___ Texto da página ___
O mesmo machismo que levou o “Trabalhador Rude” a insinuar que músicos são gays.
Trato desse assunto aqui, pois creio que toda oportunidade é uma boa oportunidade para construir ideias, sobretudo, é importante também desconstruí-las!
Obrigado pela oportunidade de aprender com seus artigos. Um forte abraço.
Evandro Mangueira
18 de março de 2014
Edu Pedrasse. Errei ao digitar seu nome, desculpe-me.
Júlio Amstalden
18 de março de 2014
A não consideração da atividade do músico como trabalho é exatamente meu tema de pesquisa. A palavra “trabalho” tem sua etmologia ligada ao latim “tripalium”, instrumento de tortura usado pelos romanos. Assim, como algo que dá prazer pode ser considerado trabalho? Nesta linha de pensamento, como podem os currículos da educação formal dar espaços generosos à educação musical se a escola educa para o “trabalho”?
A educação tradicional não entende as artes como forma de conhecimento de mundo. Associa-as somente ao lúdico, à diversão, ao lazer. A fábula de La Fontaine (“A cigarra e a formiga”) reproduz o pensamento vigente na escola e fora dela.
___ Trechos de dados ___
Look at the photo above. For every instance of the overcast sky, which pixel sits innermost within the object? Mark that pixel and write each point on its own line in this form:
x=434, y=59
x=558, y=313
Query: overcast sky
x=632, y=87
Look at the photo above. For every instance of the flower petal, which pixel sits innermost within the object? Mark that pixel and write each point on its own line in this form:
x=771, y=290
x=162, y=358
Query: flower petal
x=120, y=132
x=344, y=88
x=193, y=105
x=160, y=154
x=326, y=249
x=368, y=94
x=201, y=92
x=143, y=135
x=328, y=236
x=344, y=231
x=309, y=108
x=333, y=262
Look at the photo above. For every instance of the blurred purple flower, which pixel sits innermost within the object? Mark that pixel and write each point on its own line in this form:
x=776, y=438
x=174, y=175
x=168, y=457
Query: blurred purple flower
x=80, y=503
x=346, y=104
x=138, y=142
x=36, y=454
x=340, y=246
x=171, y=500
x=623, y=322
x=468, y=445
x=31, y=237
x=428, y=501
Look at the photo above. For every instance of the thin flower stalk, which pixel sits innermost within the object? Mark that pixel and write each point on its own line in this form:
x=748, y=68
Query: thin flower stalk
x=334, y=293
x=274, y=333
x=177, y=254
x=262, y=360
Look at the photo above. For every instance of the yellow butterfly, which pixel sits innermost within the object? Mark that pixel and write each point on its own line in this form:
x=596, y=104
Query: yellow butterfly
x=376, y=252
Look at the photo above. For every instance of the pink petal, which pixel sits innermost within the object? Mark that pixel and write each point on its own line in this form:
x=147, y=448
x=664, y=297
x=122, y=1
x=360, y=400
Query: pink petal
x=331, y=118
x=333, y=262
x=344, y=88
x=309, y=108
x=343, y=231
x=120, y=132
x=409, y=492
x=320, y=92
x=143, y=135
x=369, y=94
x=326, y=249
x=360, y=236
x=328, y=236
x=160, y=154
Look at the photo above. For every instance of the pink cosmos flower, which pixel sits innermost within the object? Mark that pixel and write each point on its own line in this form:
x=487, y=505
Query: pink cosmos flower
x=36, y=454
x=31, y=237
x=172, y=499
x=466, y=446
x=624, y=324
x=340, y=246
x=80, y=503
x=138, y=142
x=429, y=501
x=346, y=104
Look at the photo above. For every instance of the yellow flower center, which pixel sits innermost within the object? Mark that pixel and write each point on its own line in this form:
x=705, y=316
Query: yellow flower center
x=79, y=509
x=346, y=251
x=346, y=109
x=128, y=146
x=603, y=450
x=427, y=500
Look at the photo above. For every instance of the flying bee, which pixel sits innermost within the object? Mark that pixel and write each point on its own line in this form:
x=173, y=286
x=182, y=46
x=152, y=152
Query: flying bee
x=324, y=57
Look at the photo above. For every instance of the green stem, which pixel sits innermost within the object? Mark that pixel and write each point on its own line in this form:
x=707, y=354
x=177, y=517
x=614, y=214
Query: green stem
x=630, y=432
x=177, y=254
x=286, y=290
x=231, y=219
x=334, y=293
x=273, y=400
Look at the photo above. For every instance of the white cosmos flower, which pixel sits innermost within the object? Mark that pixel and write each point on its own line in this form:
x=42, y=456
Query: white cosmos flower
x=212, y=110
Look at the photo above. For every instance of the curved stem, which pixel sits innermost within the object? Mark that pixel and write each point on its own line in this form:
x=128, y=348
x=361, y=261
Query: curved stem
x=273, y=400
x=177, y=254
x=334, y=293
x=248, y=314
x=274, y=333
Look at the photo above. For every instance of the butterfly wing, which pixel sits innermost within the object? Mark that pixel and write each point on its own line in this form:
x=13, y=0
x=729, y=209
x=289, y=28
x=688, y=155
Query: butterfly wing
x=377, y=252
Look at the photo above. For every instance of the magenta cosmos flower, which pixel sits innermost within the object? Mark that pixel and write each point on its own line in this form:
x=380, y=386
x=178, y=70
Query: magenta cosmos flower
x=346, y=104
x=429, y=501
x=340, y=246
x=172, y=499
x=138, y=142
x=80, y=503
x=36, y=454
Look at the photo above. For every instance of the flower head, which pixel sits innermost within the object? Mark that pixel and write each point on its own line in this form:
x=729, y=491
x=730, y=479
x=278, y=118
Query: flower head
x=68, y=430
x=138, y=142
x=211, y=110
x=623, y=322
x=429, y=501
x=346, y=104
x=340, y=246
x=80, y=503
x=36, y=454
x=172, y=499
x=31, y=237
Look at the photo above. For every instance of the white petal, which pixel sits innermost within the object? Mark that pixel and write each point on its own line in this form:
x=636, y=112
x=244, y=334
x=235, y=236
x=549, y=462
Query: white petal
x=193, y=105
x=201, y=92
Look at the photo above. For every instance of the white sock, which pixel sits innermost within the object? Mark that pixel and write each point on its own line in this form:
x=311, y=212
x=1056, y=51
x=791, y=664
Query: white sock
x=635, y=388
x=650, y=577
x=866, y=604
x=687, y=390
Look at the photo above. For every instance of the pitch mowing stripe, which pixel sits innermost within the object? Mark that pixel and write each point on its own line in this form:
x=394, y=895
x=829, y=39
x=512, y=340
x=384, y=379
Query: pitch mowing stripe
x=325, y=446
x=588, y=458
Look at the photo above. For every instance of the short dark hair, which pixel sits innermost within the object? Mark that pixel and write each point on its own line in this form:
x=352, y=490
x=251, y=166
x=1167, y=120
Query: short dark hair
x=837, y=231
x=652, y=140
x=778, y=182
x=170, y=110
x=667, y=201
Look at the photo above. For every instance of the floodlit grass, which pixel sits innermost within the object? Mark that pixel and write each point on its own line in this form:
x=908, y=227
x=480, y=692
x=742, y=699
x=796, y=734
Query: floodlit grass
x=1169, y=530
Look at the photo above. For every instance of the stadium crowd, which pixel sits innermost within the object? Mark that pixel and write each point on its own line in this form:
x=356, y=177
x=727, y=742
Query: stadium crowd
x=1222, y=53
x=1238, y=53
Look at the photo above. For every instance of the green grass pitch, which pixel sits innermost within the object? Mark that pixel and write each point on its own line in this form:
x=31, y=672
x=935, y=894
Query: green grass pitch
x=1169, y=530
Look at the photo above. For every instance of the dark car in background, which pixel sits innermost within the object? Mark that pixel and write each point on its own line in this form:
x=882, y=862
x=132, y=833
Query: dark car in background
___
Tarefas:
1. Reescreva o trecho do texto da página que se inicia com as palavras contendo "O mesmo machismo" e se encerra com "seu nome, desculpe-me.", substituindo "machismo" por "preconceito".
2. De acordo com o texto da página, por que se questiona que a atividade do músico seja considerada trabalho? Responda em uma a três frases.
3. Responda às perguntas abaixo com base no texto da página, marcando as respostas da mesma forma:
(a) O que era o "tripalium"?
(b) A que a educação tradicional associa as artes?
(c) Qual fábula é citada e quem é seu autor?

Respostas:
1.
O mesmo preconceito que levou o “Trabalhador Rude” a insinuar que músicos são gays.
Trato desse assunto aqui, pois creio que toda oportunidade é uma boa oportunidade para construir ideias, sobretudo, é importante também desconstruí-las!
Obrigado pela oportunidade de aprender com seus artigos. Um forte abraço.
Evandro Mangueira
18 de março de 2014
Edu Pedrasse. Errei ao digitar seu nome, desculpe-me.

2. Porque a palavra "trabalho" tem origem ligada ao latim "tripalium", instrumento de tortura usado pelos romanos. Daí a pergunta de como algo que dá prazer pode ser considerado trabalho.

3.
(a) Um instrumento de tortura usado pelos romanos.
(b) Somente ao lúdico, à diversão e ao lazer.
(c) "A cigarra e a formiga", de La Fontaine.